Set task:
Show each line of the listing that contains the string "stand", treating uppercase and lowercase as different.

Data for processing:
☆ ☆ ☆
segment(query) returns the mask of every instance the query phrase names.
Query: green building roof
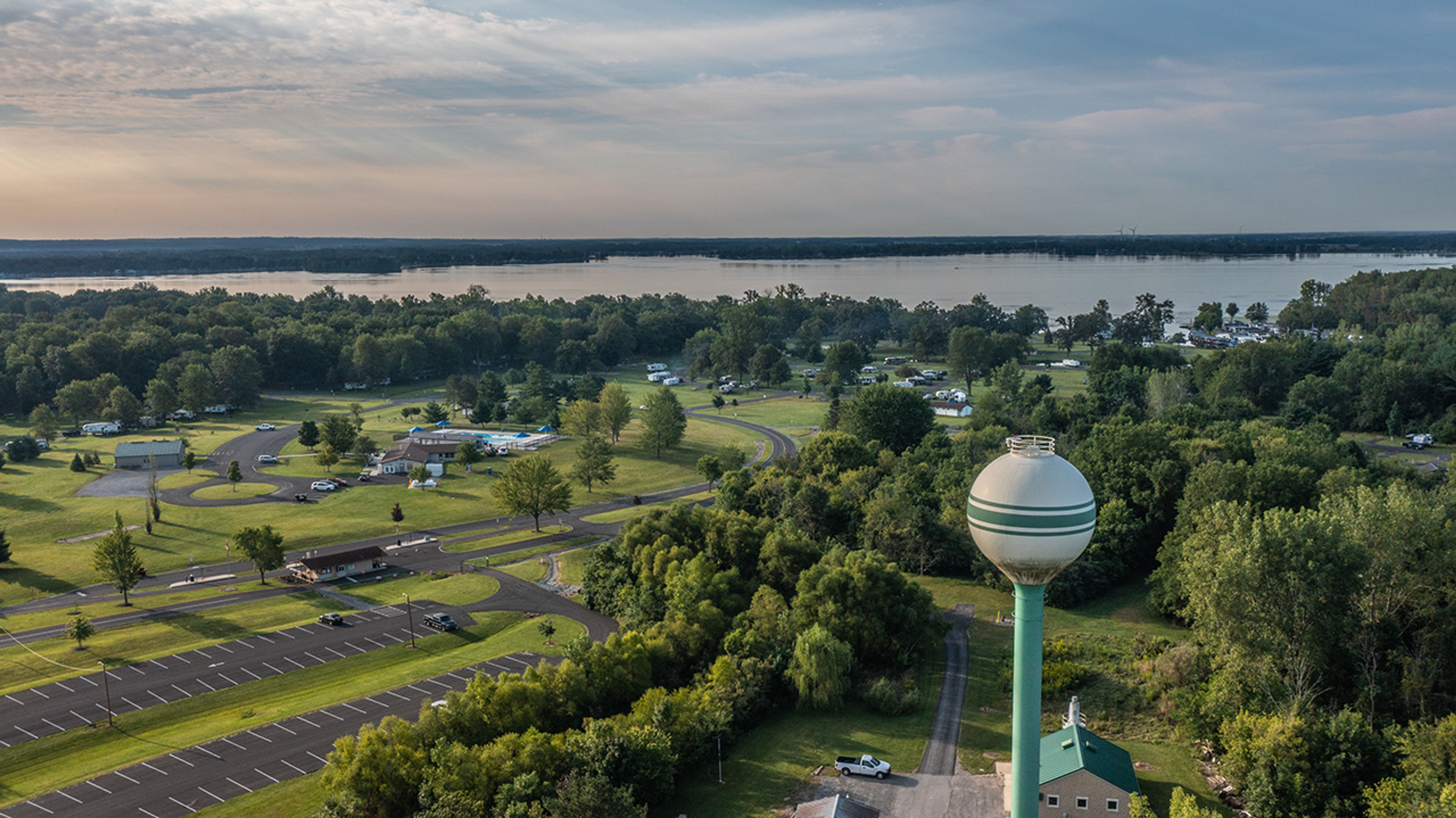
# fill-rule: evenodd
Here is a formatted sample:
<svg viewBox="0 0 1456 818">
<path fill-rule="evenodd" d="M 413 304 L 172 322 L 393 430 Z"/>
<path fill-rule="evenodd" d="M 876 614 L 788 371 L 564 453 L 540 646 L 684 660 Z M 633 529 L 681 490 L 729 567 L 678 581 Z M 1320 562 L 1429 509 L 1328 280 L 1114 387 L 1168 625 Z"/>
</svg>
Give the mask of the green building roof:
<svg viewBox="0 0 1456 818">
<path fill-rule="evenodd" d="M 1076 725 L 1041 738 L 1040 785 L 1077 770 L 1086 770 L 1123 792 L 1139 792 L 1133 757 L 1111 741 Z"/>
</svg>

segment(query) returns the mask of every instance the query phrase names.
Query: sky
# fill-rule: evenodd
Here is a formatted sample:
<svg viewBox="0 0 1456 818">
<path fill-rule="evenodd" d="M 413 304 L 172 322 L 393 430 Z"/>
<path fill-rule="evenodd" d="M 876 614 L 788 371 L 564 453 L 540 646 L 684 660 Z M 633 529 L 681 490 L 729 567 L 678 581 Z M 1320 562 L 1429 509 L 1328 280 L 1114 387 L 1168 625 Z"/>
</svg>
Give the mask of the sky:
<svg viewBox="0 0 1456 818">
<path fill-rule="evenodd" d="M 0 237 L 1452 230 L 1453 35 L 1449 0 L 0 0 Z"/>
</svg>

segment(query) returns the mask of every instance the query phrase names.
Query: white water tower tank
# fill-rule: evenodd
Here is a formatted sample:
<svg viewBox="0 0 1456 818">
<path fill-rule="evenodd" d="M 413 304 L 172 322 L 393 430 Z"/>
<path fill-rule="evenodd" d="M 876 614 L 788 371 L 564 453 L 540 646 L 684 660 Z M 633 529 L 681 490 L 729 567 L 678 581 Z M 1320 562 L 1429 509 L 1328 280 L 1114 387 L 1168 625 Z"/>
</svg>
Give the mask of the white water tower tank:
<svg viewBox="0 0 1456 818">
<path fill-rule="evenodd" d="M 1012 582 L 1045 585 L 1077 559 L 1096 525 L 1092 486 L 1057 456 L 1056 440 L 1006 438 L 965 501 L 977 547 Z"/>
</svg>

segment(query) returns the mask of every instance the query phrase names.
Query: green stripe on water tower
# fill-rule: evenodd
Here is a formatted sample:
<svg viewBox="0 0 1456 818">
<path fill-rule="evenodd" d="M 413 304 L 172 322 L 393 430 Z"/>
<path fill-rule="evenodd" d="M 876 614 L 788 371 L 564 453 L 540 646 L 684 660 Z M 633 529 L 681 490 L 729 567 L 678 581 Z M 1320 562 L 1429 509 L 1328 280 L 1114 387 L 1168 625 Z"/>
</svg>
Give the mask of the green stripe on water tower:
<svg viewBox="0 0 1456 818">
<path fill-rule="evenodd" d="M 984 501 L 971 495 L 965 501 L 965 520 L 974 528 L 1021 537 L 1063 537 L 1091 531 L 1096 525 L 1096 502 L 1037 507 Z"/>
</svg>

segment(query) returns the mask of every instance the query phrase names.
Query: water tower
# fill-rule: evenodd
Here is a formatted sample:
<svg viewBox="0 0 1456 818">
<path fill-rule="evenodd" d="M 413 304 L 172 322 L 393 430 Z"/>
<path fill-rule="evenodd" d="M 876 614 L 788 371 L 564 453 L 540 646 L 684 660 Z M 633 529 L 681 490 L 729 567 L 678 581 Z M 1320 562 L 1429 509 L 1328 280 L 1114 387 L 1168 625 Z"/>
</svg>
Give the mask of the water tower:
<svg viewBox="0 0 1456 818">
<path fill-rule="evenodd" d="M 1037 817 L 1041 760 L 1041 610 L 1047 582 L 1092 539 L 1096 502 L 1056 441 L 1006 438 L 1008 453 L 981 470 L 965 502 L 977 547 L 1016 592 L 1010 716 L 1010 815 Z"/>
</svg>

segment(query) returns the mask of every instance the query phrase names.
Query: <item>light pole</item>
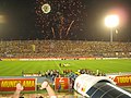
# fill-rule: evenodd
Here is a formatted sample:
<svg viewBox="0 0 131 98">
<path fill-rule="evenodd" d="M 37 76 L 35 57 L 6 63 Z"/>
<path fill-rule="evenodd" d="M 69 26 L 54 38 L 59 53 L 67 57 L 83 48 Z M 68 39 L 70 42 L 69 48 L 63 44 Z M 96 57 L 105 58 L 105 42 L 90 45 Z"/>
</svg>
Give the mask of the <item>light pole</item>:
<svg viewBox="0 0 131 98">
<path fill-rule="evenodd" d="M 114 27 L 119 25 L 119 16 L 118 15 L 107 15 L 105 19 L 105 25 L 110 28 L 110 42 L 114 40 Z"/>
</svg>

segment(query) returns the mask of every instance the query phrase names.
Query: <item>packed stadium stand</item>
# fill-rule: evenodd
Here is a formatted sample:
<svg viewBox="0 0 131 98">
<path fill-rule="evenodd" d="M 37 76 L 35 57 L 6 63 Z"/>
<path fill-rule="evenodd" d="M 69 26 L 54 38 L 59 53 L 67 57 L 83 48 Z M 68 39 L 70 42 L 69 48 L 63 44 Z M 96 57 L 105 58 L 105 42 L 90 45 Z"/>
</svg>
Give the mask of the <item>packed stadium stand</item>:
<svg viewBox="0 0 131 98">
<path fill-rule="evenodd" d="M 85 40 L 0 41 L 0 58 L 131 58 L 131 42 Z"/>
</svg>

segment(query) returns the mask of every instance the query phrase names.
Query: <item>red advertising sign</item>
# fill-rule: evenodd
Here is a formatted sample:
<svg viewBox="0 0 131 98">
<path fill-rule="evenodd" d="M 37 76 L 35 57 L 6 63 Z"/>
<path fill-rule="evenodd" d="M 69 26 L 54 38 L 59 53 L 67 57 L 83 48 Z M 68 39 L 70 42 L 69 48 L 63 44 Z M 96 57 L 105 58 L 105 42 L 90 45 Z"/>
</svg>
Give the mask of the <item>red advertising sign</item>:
☆ ☆ ☆
Reply:
Query: <item>packed stadium stand</item>
Give the mask of the <item>packed stadium stand</item>:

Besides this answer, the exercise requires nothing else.